*Written request a*
Write out the listing below again, requests included, starting at its first line and ending at the line containing "[206,0,450,205]", both included. Add 70 to every box coordinate, and leave the pictures out.

*Provided passage*
-------
The Jim Haberl Hut is an alpine hut located in the Tantalus Range near Squamish, British Columbia.  The hut is maintained by the Alpine Club of Canada - Vancouver Section.

The hut sleeps 12, and is equipped with mattresses, cooking utensils, propane cooktops, and a propane heater.  It was named for mountain guide, author and photojournalist Jim Haberl, who was killed in an avalanche while mountaineering in Alaska on April 29, 1999. The hut was built with the generous assistance of Alpine Club of Canada volunteers, the Jim Haberl Fund, and the Department of National Defense, 192 Airfield Engineering Flight in Abbotsford, BC.

The hut is located in the Serratus-Dione col, about a 6-hour hike above Lake Lovely Water and the Tantalus Hut or a full 14 hours (usually done over two days) from the Squamish River. The site is located on the edge of Tantalus Provincial Park.
-------
*Raw data*
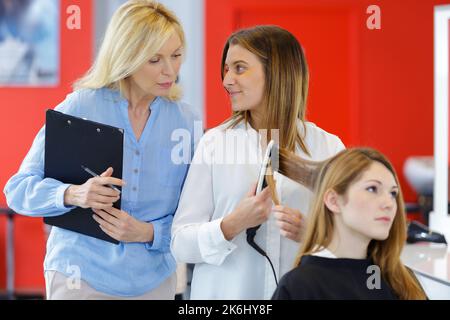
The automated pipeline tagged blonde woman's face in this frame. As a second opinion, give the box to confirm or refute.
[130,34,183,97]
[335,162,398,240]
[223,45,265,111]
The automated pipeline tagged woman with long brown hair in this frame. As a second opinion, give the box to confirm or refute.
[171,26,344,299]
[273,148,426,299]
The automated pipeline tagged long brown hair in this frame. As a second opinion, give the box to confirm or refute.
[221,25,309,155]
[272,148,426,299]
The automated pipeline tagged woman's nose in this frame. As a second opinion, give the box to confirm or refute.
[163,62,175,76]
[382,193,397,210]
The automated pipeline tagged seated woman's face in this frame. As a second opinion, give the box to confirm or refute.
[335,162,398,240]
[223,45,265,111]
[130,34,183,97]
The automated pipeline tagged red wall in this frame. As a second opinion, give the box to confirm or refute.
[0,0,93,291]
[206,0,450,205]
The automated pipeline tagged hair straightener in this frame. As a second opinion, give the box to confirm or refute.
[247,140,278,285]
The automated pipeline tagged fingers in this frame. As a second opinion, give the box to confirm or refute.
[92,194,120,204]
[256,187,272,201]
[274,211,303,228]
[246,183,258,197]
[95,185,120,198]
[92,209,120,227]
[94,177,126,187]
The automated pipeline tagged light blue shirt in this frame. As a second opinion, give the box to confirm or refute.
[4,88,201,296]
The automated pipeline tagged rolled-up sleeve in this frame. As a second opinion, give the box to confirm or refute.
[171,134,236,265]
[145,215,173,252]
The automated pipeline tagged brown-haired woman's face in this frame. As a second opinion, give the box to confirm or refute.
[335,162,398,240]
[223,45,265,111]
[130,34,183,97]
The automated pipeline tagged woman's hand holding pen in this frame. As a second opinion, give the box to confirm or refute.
-------
*Written request b*
According to the passage about the Jim Haberl Hut, on what date was Jim Haberl killed?

*Exercise solution a*
The automated pipeline tagged blonde woman's face in this frame. As a second opinion, give the box to confirm or refute.
[200,104,253,167]
[405,232,468,310]
[293,115,335,181]
The automated pipeline tagged woman with long brown hair in this frame. As a second opinion, give the box to confirm or refute.
[241,96,414,369]
[343,218,496,369]
The automated pipeline tagged long brown hair in this frame. As a second opinion, give the box to confirm or refute.
[291,95,379,225]
[342,218,496,369]
The automated pipeline tagged woman's nose in this frame. As a second opinion, give the box to confirm or refute.
[233,132,245,146]
[452,263,467,280]
The automated pipeline tagged seated woman's face in this frame. As a second opinion, give the box to confirm or refute.
[405,232,468,310]
[293,115,335,181]
[200,104,253,167]
The automated pipeline tagged red wall in this frame. As a second opinion, give the box to confirm or refute.
[70,70,163,361]
[276,70,520,275]

*Exercise solution b*
April 29, 1999.